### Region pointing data

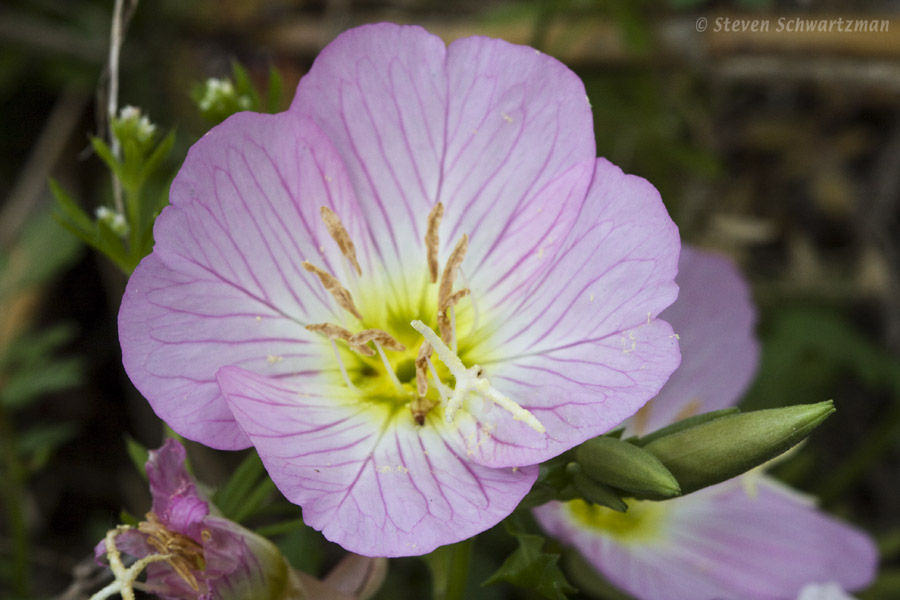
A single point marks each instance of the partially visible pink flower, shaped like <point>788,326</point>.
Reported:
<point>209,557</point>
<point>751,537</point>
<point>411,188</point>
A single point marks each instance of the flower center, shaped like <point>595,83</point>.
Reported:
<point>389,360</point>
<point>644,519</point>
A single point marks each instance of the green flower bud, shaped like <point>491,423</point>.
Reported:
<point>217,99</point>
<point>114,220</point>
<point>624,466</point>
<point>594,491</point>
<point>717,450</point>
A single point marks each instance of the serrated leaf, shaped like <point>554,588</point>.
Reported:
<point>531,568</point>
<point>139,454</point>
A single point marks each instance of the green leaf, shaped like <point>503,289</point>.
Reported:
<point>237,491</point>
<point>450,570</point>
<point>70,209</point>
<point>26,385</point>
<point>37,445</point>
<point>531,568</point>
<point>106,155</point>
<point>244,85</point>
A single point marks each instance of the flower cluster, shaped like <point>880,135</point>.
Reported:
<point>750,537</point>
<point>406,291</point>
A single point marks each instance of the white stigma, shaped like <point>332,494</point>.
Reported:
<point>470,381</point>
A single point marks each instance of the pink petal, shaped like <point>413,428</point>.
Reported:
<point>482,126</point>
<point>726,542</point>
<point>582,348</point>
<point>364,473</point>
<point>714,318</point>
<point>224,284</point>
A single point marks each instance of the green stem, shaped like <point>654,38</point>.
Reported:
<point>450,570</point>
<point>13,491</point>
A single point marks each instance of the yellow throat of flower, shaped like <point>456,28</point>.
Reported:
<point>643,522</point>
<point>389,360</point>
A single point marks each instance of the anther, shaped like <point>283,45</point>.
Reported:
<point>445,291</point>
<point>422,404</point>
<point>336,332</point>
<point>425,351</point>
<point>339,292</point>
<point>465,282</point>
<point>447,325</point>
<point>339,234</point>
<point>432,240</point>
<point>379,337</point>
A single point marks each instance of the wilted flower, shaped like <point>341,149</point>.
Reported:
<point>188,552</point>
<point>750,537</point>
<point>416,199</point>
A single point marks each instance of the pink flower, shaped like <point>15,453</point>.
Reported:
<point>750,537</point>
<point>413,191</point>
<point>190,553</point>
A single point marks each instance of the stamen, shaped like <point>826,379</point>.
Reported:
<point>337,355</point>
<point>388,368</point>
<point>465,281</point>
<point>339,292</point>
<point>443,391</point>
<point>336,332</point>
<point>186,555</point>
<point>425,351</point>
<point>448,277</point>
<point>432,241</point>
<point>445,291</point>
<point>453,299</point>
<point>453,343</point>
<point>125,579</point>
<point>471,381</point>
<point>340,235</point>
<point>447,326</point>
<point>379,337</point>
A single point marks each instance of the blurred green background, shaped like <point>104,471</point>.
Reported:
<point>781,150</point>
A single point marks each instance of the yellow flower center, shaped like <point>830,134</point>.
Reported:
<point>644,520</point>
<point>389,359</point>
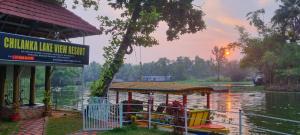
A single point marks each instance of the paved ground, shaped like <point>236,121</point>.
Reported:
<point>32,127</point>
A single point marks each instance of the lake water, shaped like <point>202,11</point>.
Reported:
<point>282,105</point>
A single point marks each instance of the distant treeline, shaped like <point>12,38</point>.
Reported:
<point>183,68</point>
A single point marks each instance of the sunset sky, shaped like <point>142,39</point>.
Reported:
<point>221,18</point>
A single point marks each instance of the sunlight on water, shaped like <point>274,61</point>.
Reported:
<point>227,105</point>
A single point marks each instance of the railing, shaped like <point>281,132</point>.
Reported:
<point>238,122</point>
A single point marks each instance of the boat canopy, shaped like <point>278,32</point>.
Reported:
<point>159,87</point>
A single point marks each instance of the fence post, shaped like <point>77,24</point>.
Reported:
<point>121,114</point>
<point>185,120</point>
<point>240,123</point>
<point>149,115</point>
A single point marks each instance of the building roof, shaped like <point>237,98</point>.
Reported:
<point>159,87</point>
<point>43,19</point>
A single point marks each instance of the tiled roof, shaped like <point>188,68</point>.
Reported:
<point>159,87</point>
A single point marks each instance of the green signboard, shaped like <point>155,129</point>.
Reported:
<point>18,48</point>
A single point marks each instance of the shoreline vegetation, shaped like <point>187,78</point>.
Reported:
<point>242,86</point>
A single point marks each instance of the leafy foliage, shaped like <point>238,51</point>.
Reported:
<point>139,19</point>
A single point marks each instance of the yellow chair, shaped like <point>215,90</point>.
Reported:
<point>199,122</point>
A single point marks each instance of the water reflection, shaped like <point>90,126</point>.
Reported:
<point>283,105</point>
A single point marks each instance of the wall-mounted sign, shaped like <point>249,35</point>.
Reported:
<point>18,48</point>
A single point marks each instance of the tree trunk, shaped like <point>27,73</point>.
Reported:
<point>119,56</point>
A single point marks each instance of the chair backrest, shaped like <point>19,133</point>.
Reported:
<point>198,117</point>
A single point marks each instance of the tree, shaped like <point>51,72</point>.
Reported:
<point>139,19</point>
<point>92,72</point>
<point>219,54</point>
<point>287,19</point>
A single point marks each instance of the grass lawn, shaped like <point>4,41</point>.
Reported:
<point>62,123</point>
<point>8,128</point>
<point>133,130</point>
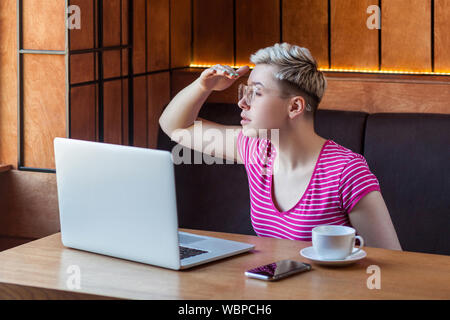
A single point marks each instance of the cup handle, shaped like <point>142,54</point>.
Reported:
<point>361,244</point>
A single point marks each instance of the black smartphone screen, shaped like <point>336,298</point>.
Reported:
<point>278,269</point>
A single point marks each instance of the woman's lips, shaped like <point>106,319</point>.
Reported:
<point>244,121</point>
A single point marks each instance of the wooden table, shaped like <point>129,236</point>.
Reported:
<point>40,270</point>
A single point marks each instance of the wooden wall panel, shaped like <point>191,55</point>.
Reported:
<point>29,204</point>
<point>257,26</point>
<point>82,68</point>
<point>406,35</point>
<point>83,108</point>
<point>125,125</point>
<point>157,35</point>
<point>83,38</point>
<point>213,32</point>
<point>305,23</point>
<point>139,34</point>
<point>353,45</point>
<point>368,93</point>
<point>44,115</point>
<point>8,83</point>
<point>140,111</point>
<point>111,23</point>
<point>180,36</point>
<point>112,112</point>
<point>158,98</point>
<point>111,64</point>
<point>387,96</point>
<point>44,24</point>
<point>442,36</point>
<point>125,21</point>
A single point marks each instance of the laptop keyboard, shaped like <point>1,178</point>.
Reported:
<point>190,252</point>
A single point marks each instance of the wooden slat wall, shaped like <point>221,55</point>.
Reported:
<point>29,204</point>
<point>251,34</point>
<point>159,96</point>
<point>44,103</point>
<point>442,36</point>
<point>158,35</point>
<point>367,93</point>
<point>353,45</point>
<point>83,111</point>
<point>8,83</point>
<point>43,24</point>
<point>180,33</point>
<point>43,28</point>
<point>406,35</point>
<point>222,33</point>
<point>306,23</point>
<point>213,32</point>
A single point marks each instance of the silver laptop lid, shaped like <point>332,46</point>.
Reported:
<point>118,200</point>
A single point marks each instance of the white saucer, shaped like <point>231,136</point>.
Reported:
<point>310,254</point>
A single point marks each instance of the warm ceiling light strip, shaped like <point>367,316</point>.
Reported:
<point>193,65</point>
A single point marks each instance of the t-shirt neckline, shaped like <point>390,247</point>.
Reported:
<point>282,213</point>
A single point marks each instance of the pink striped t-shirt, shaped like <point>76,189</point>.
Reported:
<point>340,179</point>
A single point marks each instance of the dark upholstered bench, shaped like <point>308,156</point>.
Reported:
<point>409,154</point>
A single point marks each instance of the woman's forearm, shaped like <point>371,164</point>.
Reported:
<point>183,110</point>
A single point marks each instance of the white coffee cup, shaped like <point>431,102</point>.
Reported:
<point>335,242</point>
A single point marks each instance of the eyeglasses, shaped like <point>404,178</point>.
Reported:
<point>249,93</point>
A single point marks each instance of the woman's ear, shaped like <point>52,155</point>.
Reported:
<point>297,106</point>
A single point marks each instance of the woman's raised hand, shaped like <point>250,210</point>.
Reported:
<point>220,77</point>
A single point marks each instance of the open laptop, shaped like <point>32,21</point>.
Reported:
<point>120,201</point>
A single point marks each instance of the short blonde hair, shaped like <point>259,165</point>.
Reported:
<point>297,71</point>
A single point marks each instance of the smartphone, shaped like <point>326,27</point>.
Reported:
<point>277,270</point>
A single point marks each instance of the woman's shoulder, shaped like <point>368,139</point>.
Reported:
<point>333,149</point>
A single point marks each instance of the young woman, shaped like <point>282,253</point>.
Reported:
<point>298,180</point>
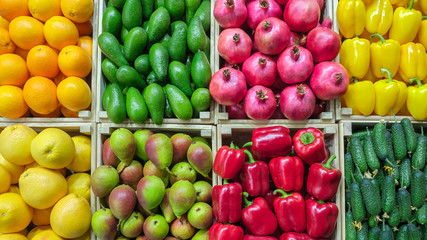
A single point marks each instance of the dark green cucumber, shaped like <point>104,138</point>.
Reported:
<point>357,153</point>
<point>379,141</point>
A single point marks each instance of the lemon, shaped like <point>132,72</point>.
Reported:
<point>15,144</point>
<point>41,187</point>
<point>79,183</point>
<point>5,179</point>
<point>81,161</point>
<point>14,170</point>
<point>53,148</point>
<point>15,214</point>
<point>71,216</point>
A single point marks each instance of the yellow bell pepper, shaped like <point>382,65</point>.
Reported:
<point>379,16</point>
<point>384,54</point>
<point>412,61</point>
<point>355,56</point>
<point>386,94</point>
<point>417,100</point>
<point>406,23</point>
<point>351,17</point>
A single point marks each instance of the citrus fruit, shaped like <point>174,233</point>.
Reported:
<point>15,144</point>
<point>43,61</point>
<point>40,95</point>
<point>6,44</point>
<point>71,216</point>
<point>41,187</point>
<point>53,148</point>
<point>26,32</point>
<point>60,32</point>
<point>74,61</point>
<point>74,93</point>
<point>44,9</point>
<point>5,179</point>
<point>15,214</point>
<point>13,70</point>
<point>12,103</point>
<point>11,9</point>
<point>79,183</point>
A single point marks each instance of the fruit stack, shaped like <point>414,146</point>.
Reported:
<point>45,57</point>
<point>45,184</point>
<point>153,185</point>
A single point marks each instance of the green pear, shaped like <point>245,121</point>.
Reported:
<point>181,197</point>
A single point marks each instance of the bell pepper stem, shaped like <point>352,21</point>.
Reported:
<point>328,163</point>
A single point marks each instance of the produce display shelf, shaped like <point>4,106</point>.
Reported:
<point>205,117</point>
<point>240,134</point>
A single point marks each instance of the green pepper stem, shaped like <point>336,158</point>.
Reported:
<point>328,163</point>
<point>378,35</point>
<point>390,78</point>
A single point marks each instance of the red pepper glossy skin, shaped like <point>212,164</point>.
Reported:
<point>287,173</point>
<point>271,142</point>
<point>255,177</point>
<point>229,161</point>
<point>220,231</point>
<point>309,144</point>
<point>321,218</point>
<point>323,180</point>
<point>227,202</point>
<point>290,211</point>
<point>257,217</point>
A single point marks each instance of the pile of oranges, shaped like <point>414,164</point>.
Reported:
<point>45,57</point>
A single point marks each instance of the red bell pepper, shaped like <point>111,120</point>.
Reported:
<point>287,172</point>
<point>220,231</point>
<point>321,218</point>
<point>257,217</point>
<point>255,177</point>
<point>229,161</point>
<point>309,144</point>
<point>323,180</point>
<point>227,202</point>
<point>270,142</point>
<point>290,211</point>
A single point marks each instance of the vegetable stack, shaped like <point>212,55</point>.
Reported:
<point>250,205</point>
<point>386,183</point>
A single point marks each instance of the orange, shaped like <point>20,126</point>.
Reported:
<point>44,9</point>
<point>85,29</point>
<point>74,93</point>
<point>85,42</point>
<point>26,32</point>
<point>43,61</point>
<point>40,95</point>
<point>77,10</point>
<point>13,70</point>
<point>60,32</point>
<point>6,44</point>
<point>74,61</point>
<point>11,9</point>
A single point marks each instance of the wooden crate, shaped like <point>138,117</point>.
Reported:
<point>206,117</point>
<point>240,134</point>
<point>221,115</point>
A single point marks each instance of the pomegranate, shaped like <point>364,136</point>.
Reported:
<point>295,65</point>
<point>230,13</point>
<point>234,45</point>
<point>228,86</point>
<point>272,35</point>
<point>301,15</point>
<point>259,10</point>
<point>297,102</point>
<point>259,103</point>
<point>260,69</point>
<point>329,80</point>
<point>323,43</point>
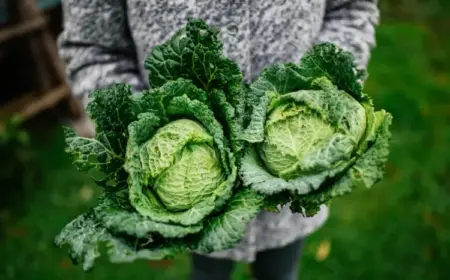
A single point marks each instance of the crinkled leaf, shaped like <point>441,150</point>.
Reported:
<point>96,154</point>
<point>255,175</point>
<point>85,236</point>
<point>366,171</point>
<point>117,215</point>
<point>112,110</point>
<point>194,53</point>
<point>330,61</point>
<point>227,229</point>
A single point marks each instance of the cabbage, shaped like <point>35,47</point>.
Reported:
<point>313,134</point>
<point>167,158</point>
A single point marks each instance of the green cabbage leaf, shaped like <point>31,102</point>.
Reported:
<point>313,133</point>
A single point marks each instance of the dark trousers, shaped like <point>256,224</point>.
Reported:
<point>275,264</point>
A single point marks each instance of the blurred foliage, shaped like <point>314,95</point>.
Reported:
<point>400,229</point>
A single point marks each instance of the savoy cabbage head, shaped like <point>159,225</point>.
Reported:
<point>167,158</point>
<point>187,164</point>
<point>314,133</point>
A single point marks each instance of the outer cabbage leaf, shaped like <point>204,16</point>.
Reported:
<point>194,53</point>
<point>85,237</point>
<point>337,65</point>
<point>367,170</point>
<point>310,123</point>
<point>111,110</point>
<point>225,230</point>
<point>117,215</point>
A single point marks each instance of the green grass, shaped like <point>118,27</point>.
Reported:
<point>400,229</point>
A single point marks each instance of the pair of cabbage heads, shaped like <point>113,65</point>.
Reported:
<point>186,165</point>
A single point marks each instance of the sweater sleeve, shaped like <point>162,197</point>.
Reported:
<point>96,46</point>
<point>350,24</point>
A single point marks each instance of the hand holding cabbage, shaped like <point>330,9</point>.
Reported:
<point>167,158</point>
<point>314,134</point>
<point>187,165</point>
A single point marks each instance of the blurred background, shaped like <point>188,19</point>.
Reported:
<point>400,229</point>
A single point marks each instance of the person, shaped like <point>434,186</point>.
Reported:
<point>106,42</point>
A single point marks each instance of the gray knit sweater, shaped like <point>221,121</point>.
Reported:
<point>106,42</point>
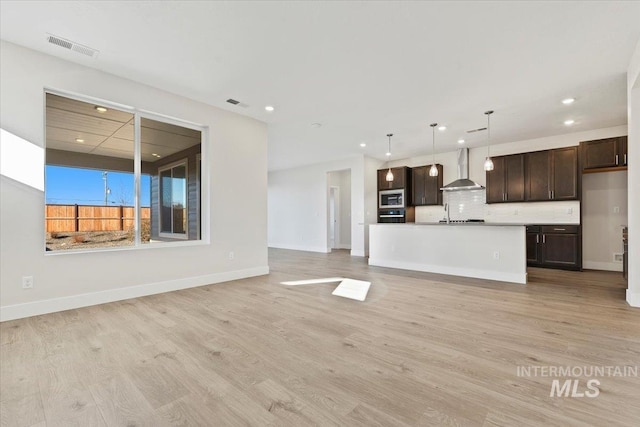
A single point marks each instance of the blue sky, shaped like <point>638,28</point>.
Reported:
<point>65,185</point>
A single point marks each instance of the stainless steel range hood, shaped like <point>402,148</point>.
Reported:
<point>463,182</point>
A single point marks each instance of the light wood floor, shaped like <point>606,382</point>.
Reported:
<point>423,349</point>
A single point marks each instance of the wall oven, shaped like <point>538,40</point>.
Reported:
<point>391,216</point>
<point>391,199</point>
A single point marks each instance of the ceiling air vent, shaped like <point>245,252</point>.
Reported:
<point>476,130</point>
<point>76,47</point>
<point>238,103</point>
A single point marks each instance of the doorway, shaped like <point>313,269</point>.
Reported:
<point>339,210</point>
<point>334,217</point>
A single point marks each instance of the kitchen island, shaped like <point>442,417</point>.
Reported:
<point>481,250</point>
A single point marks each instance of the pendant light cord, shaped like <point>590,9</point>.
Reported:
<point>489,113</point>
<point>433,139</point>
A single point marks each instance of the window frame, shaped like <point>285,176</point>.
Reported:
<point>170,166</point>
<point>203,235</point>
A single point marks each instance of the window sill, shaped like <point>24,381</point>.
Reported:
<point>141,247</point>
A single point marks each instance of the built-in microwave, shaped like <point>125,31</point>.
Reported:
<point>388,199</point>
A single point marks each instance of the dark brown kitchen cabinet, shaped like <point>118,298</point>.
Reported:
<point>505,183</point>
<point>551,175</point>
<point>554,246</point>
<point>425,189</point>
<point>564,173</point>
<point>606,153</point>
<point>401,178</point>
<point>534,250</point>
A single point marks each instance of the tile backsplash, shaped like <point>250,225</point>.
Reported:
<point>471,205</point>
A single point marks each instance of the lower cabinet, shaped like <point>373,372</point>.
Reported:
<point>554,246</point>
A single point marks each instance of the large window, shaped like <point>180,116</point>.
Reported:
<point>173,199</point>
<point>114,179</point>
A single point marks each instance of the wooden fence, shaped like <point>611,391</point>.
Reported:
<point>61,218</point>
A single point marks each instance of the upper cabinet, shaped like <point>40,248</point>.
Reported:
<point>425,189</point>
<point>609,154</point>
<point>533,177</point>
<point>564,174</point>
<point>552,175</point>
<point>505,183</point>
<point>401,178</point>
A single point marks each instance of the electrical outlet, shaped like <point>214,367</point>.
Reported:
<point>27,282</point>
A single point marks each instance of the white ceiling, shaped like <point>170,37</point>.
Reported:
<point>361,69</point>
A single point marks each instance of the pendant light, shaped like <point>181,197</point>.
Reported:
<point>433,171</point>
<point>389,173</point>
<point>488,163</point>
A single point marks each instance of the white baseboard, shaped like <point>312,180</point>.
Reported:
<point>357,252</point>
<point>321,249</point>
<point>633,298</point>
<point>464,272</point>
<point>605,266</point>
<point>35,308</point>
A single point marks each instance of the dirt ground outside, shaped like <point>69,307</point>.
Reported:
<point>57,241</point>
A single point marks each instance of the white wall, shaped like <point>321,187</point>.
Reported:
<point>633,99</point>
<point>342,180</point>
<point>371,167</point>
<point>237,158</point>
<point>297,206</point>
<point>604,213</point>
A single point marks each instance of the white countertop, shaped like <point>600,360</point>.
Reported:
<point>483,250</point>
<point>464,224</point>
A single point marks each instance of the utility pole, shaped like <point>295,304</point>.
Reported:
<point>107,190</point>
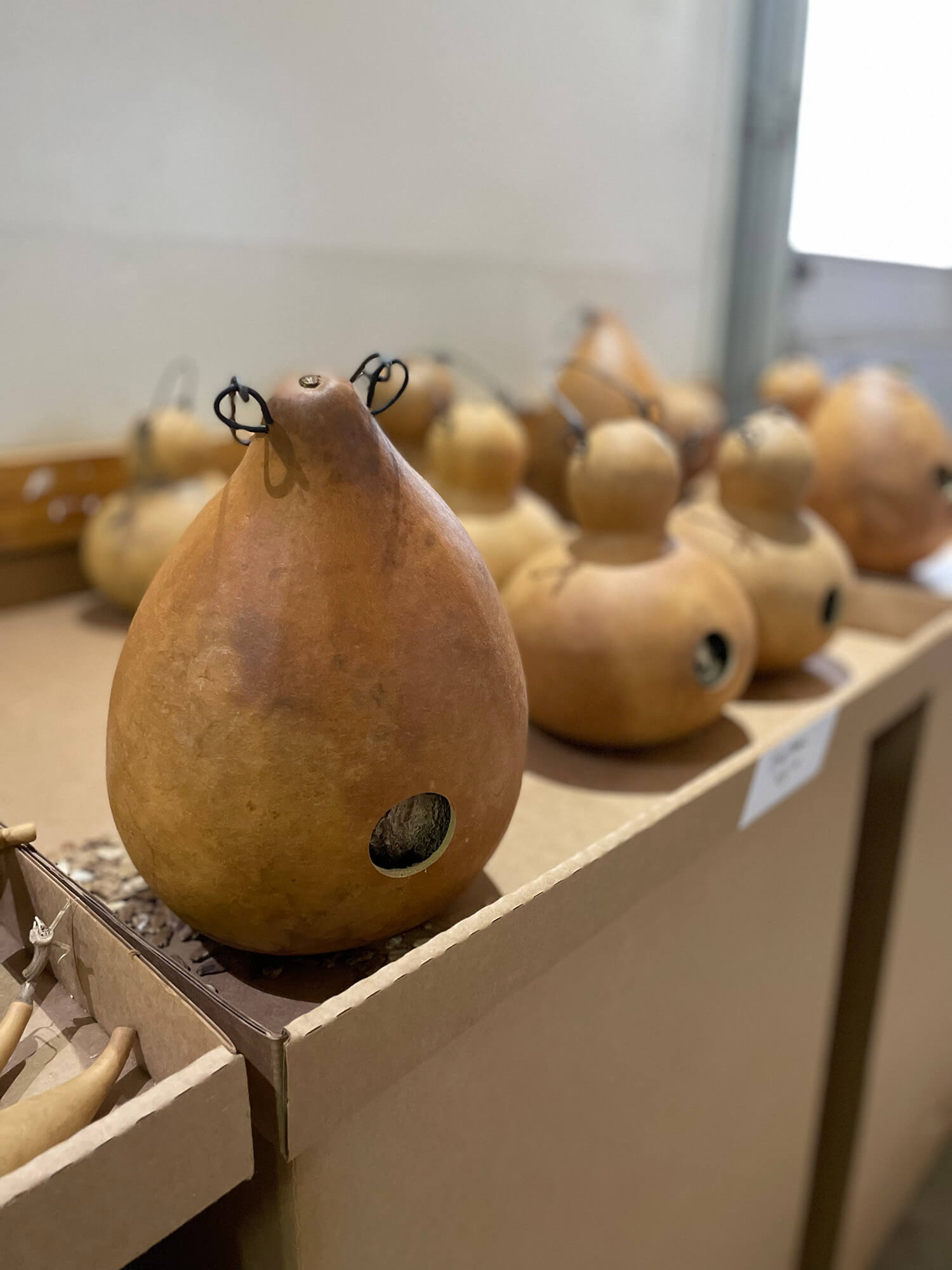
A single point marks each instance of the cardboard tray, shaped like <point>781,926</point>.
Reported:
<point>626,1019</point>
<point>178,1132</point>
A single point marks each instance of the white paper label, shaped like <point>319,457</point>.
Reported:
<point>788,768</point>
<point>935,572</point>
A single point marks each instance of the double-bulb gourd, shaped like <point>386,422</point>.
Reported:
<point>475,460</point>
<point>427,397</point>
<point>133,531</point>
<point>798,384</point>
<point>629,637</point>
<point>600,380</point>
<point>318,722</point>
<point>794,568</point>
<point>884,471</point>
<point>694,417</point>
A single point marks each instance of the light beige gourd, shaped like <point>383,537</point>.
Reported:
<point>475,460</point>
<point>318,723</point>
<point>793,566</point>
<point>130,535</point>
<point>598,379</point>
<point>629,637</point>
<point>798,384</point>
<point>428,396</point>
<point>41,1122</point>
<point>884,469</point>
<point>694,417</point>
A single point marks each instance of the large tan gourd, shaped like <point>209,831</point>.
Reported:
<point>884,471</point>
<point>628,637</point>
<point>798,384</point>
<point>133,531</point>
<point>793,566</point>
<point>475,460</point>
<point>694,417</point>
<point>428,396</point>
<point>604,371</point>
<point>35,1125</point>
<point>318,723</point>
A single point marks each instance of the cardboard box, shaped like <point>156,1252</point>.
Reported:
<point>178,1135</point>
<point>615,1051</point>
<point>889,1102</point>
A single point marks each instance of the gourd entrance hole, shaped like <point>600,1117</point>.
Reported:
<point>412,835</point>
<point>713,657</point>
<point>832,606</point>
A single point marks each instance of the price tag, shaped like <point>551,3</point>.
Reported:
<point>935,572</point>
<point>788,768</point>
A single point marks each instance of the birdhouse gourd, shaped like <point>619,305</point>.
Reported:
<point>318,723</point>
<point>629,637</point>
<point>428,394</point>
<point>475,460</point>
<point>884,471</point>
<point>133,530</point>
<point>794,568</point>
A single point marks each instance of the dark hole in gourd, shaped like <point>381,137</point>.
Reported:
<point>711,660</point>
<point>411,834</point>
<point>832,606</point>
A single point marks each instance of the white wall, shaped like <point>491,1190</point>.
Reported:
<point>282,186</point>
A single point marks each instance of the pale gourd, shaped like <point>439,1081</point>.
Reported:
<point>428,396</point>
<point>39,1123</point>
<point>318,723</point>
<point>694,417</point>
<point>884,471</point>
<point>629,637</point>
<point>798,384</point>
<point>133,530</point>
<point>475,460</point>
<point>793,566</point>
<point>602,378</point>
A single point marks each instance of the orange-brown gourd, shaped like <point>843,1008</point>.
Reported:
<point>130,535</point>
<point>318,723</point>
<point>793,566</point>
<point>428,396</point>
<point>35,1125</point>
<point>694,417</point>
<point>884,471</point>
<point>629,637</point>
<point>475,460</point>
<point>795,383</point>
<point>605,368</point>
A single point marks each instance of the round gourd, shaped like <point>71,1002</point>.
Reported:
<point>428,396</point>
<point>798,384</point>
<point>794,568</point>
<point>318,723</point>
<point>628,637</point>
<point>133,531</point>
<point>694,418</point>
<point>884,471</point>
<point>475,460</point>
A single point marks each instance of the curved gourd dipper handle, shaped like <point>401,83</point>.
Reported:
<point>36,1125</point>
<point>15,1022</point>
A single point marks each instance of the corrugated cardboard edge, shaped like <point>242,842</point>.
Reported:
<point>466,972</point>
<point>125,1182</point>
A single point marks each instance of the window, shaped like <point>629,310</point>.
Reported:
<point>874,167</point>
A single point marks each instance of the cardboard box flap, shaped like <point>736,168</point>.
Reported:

### Exercise goal
Using the entries above, reproduce word for word only the lines from the one that contains "A single point marks each instance of the pendant light, shaped" to the one that contains "A single point marks each instance of the light beige", both ends included, and drop every picture.

### Response for this exercise
A single point marks each instance of the pendant light, shaped like <point>181,197</point>.
Reported:
<point>433,171</point>
<point>389,173</point>
<point>488,163</point>
A single point marks each instance of the white baseboard, shaped like <point>312,180</point>.
Reported:
<point>357,252</point>
<point>321,249</point>
<point>633,298</point>
<point>464,272</point>
<point>605,266</point>
<point>35,308</point>
A single point marks each instance of the dirt ground outside, shaped like <point>69,307</point>.
Reported:
<point>57,241</point>
A single point marks each instance of the white wall, shaped like <point>321,187</point>.
Reported:
<point>633,99</point>
<point>342,180</point>
<point>371,167</point>
<point>237,158</point>
<point>297,206</point>
<point>604,213</point>
A single point marks each instance of the white countertop, shaped like <point>600,360</point>.
Reported:
<point>483,250</point>
<point>464,224</point>
A single point marks each instance of the utility pole, shaped like <point>295,304</point>.
Reported:
<point>107,190</point>
A single point marks each instance of the cardboard tray, shaped like <point>781,926</point>.
Reported:
<point>626,1019</point>
<point>178,1132</point>
A single point marks each instance of the white paper label, shaped like <point>319,457</point>.
Reported:
<point>788,768</point>
<point>935,572</point>
A single point marks each instance of the double-bulb gourd, shaped like <point>386,422</point>.
Reported:
<point>475,460</point>
<point>427,397</point>
<point>133,531</point>
<point>798,384</point>
<point>629,637</point>
<point>600,380</point>
<point>318,722</point>
<point>794,568</point>
<point>884,471</point>
<point>694,417</point>
A single point marks each instance of the light beige gourd, shaped like <point>383,537</point>.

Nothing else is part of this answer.